Supplied material →

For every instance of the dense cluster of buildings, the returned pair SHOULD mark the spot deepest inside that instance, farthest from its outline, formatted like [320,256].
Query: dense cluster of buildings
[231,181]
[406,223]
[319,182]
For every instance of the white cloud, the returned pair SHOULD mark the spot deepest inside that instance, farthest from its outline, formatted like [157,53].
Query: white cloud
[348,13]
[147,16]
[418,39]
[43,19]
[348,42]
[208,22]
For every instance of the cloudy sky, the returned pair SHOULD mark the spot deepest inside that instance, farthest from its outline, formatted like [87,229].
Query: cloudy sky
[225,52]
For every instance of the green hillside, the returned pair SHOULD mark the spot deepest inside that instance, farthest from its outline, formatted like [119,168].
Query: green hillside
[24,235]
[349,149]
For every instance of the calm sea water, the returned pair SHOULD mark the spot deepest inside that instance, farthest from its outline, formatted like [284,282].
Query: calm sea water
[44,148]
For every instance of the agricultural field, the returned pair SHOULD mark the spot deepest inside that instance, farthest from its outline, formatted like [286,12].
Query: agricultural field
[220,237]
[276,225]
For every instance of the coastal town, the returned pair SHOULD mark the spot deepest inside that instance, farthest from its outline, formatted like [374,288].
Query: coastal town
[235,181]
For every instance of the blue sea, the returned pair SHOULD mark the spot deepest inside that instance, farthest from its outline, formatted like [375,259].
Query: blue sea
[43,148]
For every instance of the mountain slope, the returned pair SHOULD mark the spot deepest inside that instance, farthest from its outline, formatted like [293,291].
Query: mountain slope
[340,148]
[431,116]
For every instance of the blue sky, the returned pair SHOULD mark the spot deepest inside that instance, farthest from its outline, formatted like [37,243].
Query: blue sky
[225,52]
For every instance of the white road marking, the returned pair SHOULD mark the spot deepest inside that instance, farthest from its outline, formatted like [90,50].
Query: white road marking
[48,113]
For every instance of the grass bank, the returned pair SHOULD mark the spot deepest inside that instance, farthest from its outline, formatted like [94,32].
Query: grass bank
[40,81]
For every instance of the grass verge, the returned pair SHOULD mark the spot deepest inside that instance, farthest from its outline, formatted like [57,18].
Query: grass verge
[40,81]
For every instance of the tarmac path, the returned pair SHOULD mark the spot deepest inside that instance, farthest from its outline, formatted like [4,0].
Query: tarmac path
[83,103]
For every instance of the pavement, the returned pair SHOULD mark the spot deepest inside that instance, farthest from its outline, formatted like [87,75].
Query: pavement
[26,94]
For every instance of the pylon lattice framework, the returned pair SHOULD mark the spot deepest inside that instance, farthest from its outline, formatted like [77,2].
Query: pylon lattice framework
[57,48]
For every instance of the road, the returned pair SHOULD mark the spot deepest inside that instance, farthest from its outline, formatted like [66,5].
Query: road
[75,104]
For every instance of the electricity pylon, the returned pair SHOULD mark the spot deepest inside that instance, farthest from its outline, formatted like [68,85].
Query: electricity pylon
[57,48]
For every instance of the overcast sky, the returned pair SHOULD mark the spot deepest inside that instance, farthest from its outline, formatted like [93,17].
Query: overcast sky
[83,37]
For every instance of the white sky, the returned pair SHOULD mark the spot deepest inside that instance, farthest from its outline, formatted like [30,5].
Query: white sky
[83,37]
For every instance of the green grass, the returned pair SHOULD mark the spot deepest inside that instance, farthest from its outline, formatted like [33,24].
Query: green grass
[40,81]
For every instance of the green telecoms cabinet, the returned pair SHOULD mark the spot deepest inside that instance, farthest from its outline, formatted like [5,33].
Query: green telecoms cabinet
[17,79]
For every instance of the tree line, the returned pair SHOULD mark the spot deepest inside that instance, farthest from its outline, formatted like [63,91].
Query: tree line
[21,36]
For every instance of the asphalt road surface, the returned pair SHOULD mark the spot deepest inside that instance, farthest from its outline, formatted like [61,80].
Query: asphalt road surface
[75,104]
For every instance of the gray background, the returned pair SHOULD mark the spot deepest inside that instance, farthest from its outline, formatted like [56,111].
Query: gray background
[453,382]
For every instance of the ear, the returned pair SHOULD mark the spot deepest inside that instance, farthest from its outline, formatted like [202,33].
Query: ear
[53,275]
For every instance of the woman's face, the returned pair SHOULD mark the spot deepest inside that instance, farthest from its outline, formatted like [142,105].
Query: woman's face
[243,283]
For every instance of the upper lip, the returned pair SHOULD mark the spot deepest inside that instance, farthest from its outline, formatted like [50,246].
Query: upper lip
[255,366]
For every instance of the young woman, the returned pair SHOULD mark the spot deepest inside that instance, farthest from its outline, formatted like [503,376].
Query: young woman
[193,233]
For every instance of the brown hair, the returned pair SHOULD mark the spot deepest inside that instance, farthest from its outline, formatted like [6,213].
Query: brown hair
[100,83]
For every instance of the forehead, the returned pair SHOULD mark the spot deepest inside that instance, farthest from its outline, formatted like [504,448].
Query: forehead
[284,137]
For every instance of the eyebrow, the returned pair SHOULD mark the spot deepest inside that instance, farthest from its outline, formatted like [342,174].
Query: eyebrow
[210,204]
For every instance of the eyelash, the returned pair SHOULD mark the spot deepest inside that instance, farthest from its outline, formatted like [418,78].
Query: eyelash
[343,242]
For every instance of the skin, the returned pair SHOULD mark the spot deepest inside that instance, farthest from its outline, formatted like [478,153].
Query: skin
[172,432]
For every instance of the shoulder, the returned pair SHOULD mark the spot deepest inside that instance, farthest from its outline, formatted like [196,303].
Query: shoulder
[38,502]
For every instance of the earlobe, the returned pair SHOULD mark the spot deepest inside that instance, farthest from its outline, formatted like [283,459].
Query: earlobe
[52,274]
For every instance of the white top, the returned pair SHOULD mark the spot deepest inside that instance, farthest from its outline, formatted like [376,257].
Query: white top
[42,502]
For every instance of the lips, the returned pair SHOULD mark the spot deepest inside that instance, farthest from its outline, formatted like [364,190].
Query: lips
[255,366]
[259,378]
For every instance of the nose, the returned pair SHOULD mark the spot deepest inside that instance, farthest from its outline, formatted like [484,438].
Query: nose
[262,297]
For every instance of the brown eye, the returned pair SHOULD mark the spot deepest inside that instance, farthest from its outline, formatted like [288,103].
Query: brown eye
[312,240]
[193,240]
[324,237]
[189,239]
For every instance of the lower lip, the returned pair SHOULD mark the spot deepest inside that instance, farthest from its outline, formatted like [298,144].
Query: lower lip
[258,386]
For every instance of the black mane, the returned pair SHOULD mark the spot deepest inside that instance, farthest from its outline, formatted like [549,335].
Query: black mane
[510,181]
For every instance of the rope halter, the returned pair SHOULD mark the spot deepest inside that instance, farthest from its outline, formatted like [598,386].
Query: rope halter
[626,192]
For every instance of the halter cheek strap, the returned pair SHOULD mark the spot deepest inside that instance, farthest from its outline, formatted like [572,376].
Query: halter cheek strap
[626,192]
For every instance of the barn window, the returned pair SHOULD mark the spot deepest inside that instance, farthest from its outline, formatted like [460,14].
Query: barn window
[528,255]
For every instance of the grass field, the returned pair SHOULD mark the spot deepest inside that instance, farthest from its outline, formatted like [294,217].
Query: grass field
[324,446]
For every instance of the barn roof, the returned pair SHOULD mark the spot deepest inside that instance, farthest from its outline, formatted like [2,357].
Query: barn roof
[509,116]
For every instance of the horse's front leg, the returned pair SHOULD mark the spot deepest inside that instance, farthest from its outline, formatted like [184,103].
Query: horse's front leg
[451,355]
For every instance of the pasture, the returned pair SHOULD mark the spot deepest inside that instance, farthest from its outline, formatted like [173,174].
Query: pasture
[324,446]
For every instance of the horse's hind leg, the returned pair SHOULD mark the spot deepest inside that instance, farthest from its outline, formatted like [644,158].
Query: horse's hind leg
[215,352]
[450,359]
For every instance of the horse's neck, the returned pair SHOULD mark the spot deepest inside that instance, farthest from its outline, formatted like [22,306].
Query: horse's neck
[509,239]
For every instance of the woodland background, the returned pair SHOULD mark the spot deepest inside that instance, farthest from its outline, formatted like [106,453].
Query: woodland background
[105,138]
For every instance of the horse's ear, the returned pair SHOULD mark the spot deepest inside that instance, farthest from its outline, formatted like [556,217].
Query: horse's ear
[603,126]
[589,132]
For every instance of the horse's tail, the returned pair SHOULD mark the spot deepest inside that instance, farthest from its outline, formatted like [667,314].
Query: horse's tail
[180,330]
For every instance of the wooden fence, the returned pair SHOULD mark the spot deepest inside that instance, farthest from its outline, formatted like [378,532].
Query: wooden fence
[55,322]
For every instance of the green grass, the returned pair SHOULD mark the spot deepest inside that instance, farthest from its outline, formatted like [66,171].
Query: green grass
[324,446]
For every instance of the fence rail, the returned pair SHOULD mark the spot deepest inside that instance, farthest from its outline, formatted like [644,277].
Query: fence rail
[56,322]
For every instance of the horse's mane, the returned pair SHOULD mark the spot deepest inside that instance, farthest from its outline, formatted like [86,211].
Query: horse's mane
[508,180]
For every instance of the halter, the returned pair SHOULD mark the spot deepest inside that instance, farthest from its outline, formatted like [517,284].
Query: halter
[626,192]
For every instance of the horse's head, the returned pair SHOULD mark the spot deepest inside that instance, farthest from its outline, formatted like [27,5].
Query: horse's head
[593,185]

Instructions for the task → Reproduce the listing from the line containing "For every instance of the halter, the" through the last line of the listing, including both ends and changing nothing.

Response to the exercise →
For every instance of the halter, the returned pair SHOULD mark the spot deepest inside that instance, farthest from its outline, formatted like [517,284].
Query: halter
[626,192]
For every instance of the horse's head, the returned pair SHOULD mark the spot deepest inside that instance, farthest from its outline, formatted like [27,5].
Query: horse's head
[593,185]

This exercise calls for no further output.